**WORK REQUEST:**
Once the line with "# this form" is found in the material, write out that line and every later line exactly, through the end.

◇ ◇ ◇ ◇ ◇ ◇ ◇

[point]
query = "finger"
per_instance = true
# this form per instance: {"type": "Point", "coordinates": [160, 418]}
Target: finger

◇ ◇ ◇ ◇ ◇ ◇ ◇

**EXERCISE SOLUTION:**
# this form per instance: {"type": "Point", "coordinates": [160, 418]}
Target: finger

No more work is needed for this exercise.